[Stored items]
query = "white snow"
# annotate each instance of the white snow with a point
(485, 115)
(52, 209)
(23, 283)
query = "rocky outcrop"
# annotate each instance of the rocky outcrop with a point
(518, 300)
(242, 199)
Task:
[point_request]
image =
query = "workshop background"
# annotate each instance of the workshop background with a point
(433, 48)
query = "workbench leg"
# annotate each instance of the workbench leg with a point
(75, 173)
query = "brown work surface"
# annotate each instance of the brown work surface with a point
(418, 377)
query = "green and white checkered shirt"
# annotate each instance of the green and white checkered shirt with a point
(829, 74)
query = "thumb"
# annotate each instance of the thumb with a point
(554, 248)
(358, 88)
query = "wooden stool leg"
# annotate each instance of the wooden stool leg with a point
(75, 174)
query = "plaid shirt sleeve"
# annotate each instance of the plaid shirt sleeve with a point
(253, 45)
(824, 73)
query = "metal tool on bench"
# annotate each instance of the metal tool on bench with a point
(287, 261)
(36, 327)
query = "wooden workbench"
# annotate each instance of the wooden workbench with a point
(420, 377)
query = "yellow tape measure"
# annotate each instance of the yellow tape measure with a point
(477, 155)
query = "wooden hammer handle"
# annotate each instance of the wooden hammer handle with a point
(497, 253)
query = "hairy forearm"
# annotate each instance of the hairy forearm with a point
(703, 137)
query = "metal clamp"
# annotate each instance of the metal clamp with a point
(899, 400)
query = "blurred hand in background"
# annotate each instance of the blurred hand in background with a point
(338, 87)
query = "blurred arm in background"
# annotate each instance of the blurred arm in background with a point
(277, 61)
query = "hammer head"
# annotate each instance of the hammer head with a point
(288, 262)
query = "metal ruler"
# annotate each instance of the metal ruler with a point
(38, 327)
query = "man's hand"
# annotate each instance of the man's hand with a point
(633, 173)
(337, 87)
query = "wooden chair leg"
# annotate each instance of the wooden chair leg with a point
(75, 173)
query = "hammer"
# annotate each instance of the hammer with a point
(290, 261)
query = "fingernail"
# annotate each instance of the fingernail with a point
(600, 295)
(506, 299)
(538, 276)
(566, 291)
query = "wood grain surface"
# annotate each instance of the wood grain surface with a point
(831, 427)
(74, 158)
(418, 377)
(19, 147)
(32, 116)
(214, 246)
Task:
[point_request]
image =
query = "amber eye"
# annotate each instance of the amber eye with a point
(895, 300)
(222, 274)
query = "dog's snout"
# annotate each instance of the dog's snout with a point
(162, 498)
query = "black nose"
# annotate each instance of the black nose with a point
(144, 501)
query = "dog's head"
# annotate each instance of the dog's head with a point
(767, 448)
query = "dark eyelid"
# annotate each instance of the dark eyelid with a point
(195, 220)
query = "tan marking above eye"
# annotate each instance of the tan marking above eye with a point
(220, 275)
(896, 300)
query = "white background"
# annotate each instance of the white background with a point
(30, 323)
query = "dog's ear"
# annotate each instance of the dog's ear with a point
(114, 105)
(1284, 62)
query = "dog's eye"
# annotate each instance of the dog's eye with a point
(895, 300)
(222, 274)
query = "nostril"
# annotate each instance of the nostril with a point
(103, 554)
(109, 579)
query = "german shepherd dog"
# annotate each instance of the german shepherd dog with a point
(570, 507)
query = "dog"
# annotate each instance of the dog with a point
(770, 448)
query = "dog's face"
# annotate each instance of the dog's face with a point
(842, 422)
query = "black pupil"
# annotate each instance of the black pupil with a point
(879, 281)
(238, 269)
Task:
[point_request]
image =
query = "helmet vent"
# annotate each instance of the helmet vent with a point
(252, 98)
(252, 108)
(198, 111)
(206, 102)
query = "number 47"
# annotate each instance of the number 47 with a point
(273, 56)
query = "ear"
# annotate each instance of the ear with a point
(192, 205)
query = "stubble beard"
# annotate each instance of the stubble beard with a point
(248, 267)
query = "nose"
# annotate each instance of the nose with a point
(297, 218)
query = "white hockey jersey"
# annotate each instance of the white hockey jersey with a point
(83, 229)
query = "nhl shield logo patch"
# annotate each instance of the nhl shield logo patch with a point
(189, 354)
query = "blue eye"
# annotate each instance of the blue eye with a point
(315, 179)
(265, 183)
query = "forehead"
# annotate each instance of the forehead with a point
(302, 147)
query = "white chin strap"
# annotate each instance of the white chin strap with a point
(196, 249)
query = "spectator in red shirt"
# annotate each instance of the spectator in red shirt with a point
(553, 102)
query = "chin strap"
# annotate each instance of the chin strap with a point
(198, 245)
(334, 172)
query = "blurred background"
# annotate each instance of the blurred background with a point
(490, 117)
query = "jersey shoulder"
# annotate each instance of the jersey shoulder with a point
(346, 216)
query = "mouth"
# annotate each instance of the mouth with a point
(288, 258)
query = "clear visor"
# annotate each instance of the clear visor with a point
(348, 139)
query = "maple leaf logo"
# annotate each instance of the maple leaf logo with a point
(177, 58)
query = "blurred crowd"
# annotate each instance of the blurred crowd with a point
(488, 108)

YOUR INSTRUCTIONS. Restate each entry exactly, skipping none.

THE RESPONSE.
query = "white snow"
# annotate each instance of the white snow with a point
(485, 115)
(52, 209)
(23, 283)
query = "rocky outcrop"
# annotate each instance of the rocky outcrop with a point
(518, 300)
(242, 199)
Task:
[point_request]
image =
query = "workshop background"
# annotate each instance of the workshop background with a point
(433, 48)
query = "workbench leg"
# annotate each instance of the workbench leg with a point
(75, 173)
query = "brown work surface"
# annotate each instance of the brown work surface with a point
(418, 377)
query = "green and white checkered shirt"
# annotate each instance of the green and white checkered shirt with a point
(829, 74)
query = "thumb"
# annotate each instance of the thumb with a point
(554, 248)
(358, 88)
query = "wooden stool leg"
# annotate each instance of the wooden stool leg with a point
(75, 174)
query = "plaid shirt sleeve"
# annotate each instance of the plaid shirt sleeve with a point
(253, 45)
(824, 73)
query = "metal tool on bench"
# annotate each instance of the metal tool on bench with a point
(287, 261)
(36, 327)
query = "wooden workbench"
# annotate each instance of the wooden workbench with a point
(420, 377)
query = "yellow tape measure"
# annotate each instance of the yellow tape measure with a point
(477, 155)
query = "wooden hammer handle"
# annotate each instance of the wooden hammer handle with a point
(497, 253)
query = "hairy forearm"
# annotate each instance of the hairy forearm with a point
(703, 137)
query = "metal clamp"
# annotate each instance of the metal clamp with a point
(899, 400)
query = "blurred hand in background"
# annotate each instance of the blurred hand in background with a point
(338, 87)
query = "blurred arm in background"
# annotate each instance of the blurred arm in background with a point
(277, 61)
query = "hammer head"
# annotate each instance of the hammer head with a point
(288, 262)
query = "metal ruler"
# annotate each instance of the metal ruler with a point
(38, 327)
query = "man's hand"
# annotate each instance of the man's hand with a point
(633, 173)
(337, 87)
query = "wooden chair leg"
# annotate each instance of the wooden chair leg with a point
(75, 173)
query = "hammer"
# annotate each instance of the hammer with a point
(290, 261)
query = "fingernail"
# annotate each instance of the fingernail with a point
(600, 295)
(506, 299)
(538, 276)
(566, 291)
query = "wood grain surface"
# annotate each instance of the wood grain surface with a point
(831, 427)
(74, 158)
(418, 377)
(19, 147)
(32, 116)
(214, 246)
Task:
[point_request]
image =
query = "amber eye"
# annotate each instance of the amber eye with a point
(895, 300)
(222, 274)
query = "dog's snout"
# annotate each instance of the dog's snout with a point
(162, 498)
query = "black nose"
# annotate each instance of the black nose with a point
(144, 501)
query = "dog's head"
# annotate each instance of the dog's head with a point
(767, 448)
query = "dark eyelid"
# annotate each instance of the dark eyelid with a point
(195, 220)
query = "tan marking above eye"
# annotate each instance of the tan marking above eye with a point
(220, 275)
(896, 300)
query = "white background"
# annotate each instance of the white background with a point
(30, 323)
query = "dog's ear"
# annotate each instance of the dog's ear with a point
(114, 105)
(1284, 62)
query = "dog's eye"
# annotate each instance of the dog's eye with a point
(895, 300)
(222, 274)
query = "nostril"
# annotate each instance of the nostril with a point
(103, 554)
(109, 579)
query = "german shepherd dog"
# annotate each instance of the german shepherd dog with a point
(570, 507)
query = "dog"
# annotate each instance of the dog with a point
(770, 448)
query = "dog's face"
# annotate each instance of the dog's face with a point
(842, 422)
query = "black pupil"
# annotate each instance of the black pupil with a point
(879, 281)
(238, 269)
Task:
[point_request]
image =
query = "helmet vent"
# annotate each instance of the helmet vent with a point
(252, 98)
(252, 108)
(198, 111)
(206, 102)
query = "number 47"
# annotate each instance of the number 47 with a point
(273, 56)
query = "ear"
# annotate each instance of the ear with a point
(192, 205)
query = "stubble beard"
# annotate each instance of the stubble beard with a point
(248, 267)
query = "nose"
# annotate each instance of the nose with a point
(297, 218)
query = "white hockey jersey"
# annotate each instance of the white hockey jersey with a point
(83, 229)
query = "nhl shield logo patch"
# annotate each instance of the nhl shield logo patch with a point
(189, 354)
query = "blue eye"
# annotate each instance of the blue eye with a point
(315, 179)
(265, 183)
query = "forehead"
# annotate each instance of the forehead with a point
(302, 147)
query = "white chin strap"
# annotate each instance of the white chin strap with a point
(196, 249)
query = "spectator in red shirt"
# annotate each instance of the spectator in red shirt with a point
(553, 102)
query = "chin strap"
# annotate each instance of the chin strap with a point
(198, 245)
(334, 172)
query = "blurred background"
# annotate each instance of the blurred background with a point
(490, 117)
query = "jersey shoulder"
# annotate each instance of the jersey shoulder with a point
(346, 216)
query = "mouth"
# annotate each instance of the mouth with a point
(288, 258)
query = "clear visor"
# annotate each instance of the clear visor with a point
(348, 139)
query = "maple leaf logo"
# annotate each instance of the maple leaf logo with a point
(177, 58)
query = "blurred crowd"
# annotate each instance of the blurred crowd with a point
(488, 108)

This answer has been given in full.